■ DIRECTIONS ■
Copy the following entries line for line without changing anything, but omit the pictures from your output.

(Data records)
※
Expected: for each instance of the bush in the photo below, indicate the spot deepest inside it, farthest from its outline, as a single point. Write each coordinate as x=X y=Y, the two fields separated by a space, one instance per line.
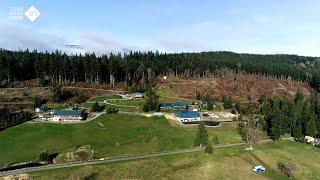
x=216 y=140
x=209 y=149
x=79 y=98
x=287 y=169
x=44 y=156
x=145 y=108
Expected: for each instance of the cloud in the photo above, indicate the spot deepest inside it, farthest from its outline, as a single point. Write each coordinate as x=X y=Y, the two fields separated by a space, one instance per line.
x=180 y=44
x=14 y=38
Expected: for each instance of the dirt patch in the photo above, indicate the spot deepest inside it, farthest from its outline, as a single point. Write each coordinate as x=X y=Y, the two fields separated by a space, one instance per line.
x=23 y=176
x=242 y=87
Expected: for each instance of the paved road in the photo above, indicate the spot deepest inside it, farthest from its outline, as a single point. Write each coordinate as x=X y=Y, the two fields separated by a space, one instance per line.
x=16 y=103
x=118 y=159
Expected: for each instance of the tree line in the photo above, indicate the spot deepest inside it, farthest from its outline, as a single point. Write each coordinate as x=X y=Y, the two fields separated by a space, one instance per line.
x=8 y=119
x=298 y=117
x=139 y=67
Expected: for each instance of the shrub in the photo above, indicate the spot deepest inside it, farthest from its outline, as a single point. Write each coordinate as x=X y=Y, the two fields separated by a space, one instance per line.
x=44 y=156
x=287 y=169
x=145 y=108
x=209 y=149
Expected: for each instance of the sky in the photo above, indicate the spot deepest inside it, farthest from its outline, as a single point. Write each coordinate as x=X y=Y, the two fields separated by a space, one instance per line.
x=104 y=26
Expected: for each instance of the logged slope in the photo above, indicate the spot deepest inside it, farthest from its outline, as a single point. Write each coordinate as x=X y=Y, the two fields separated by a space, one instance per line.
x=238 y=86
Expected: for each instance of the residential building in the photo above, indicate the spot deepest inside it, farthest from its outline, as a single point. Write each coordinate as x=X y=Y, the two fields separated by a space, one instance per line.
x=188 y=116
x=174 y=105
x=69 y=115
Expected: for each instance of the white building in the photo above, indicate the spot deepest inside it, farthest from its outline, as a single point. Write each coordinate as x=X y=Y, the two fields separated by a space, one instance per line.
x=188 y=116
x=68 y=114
※
■ CORRECT OUTPUT ■
Expected: for each instance of the bush in the photo below, indicate the spot deepest inside it, farthest from its outline, as a single point. Write each coordinate as x=X y=Y, the two fields separated by a space, one instance per line.
x=216 y=140
x=209 y=149
x=79 y=98
x=287 y=169
x=44 y=156
x=145 y=108
Expected: for each instance of the cloud in the photo above, indicate the spot deepest inside it, farthest from its outline, as a single point. Write each coordinate as x=X y=Y, the two fields separated by a space, one instance per line.
x=180 y=44
x=14 y=38
Expected: for each instance of the dirt patch in the photo above, indicate the spot deepest inside it, farthest from its outline, as a single point. Write each coordinate as x=X y=Y, the two fields separated by a space, one instance per line.
x=23 y=176
x=242 y=87
Expected: for each instance of the paved road in the photo above, indicate the spot deepest inside it, farthest from its outline, as a single point. Write each coordinate as x=X y=Y, the two fields separated by a space, one instance per line.
x=16 y=103
x=118 y=159
Expected: for each instance of the tree line in the photo above, indicate the spot deepest inside it, farthest from its outline, as a single point. Write each coordinate as x=X y=Y, the two fields separated by a space, one instance per line.
x=8 y=119
x=298 y=117
x=139 y=67
Expected: for each instance of the shrub in the photo above, indicate the spot deepest inside it, farthest from its outline, as a single point. Write each coordinate as x=X y=Y, the two fields separated by a space, one instance per line.
x=44 y=156
x=287 y=169
x=145 y=108
x=209 y=149
Expected: for each instance of the sky in the photo above, indicate the spot deepest inside it, farthest from its outline, as a single point. Write each coordinate as x=X y=Y, the two fields separated by a space, one instance per line.
x=104 y=26
Expected: for each instance of the logged slope in the photo above, indicate the spot deepest inside it, farthest from its outline, as a single point. Write each coordinate as x=X y=Y, the two fields separated by a space, one instance per line.
x=238 y=86
Expected: for each instance of the residential building in the photo above, indicate the spot deepest inside it, farthest from its outline, as a single point. Write each coordinate as x=X y=Y, the two fields separated by a space, one instance per line.
x=188 y=116
x=174 y=105
x=69 y=115
Expected: for each instance of the white building in the photo above, indicate the spot deepest inside it, farthest from its outline, as a single point. Write each coordinate as x=X y=Y, the two fields separated by a space, one instance per line.
x=188 y=116
x=68 y=114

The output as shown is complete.